In the entries below, find the line with "Shape | the position of each instance looks like (421,1339)" and the line with "Shape | the position of each instance looks like (124,865)". Print those two and everything between them exactly, and nothing else.

————————

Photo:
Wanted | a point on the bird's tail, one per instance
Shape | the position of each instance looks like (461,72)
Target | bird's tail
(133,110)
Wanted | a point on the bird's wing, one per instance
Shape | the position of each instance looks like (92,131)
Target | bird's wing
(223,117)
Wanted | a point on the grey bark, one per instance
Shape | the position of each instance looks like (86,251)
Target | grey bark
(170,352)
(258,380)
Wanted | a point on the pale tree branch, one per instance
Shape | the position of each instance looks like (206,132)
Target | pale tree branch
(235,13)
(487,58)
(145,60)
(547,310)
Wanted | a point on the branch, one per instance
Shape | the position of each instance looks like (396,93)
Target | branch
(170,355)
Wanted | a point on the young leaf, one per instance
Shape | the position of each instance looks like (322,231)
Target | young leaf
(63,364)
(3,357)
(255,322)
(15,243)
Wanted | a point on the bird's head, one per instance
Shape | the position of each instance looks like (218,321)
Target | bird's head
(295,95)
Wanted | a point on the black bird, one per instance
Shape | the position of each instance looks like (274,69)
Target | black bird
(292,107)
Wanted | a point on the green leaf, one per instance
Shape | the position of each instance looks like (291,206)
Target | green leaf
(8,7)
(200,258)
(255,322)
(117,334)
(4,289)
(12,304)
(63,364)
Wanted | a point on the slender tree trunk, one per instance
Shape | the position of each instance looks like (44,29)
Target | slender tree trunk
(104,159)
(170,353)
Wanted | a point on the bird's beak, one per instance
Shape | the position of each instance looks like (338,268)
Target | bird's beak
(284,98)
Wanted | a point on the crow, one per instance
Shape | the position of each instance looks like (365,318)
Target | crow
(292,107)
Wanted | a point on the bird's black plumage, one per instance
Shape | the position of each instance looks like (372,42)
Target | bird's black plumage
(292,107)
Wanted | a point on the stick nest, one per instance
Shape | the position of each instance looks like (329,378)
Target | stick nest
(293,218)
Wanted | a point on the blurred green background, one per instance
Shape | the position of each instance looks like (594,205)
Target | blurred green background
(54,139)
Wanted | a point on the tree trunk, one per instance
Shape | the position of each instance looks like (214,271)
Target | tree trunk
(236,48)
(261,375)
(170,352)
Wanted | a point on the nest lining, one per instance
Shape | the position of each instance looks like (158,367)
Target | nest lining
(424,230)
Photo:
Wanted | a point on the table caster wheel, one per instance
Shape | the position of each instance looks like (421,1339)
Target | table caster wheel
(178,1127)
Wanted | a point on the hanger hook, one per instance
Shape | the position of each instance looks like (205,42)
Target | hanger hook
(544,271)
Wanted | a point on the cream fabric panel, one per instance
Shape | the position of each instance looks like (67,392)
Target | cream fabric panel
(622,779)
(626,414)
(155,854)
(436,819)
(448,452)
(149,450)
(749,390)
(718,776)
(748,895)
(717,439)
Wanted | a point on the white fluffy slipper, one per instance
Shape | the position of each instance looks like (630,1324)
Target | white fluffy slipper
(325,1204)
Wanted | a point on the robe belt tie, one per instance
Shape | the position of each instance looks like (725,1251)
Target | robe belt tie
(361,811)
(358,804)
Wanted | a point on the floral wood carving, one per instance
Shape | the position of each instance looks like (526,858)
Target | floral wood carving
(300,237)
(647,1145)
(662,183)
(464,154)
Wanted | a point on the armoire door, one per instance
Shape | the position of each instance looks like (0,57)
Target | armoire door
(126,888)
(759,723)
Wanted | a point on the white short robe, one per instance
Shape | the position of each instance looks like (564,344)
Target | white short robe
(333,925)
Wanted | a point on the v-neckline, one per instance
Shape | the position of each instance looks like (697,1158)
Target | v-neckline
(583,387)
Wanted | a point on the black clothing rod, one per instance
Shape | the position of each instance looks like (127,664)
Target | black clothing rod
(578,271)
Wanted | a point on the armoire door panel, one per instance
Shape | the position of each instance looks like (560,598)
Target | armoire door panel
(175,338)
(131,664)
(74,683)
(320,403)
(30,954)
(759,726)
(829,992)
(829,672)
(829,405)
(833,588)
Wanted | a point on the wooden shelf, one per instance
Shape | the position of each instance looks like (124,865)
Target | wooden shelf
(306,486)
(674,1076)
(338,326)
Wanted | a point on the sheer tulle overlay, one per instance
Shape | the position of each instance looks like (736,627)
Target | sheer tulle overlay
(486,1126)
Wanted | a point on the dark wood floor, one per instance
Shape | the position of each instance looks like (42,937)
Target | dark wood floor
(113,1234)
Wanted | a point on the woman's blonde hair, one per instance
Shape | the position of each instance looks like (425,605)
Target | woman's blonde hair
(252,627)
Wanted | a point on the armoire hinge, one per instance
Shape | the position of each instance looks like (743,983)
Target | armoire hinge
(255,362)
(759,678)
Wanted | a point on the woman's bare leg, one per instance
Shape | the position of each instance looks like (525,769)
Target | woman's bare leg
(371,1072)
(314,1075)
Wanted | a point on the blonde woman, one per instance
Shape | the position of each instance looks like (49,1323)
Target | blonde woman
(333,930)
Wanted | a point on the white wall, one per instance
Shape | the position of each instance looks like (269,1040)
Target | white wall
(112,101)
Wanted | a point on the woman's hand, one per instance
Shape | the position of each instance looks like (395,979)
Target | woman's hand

————————

Task solution:
Shape | the position of each instance looks like (421,1339)
Target | table caster wheel
(178,1127)
Wanted | a point on the hanger hook, one per instance
Shape | the position of each instance looks like (205,42)
Target | hanger hook
(544,271)
Wanted | a point on the cream fabric panel, one per instance
Shape | the position of each instance looks like (67,392)
Target | cream fabric panel
(622,779)
(626,414)
(155,854)
(436,819)
(448,452)
(149,450)
(749,390)
(718,776)
(748,895)
(717,439)
Wanted | a point on the white fluffy slipper, one per instance
Shape | the position of each instance looks like (630,1324)
Target | white fluffy slipper
(325,1204)
Wanted | a point on the robe belt tie, one per instance
Shape | the position of each instance looks like (725,1251)
Target | robe belt tie
(361,811)
(358,804)
Wanted | a point on the floral wood carving, one per instance
Shape | the position of each instance looks like (526,858)
Target | floral wood carving
(300,237)
(647,1145)
(662,183)
(464,154)
Wanted | a point on the armoire door, one per instance
Shape | the position of each instance looks like (0,57)
Target | armoire door
(126,888)
(759,723)
Wanted | a point on the white short robe, one per instance
Shape | the position of each instance looks like (564,344)
Target | white short robe
(333,925)
Wanted | a point on the v-neckline, one per instance
Shape | the position of each instance looks like (697,1158)
Target | v-neckline
(583,387)
Wanted | a point on the black clothing rod, one per instance
Shape | the position of each instance looks like (127,664)
Target | black clothing rod
(578,271)
Wanted | a point on the armoire door panel, one per instance
Shape | the position of each instance looks like (560,598)
Target | armoire door panel
(175,338)
(131,664)
(74,683)
(320,403)
(30,954)
(759,726)
(829,992)
(829,672)
(829,405)
(833,588)
Wanted | a point on the wooden shelf, one per instance
Shape | the position of each instance looks like (124,865)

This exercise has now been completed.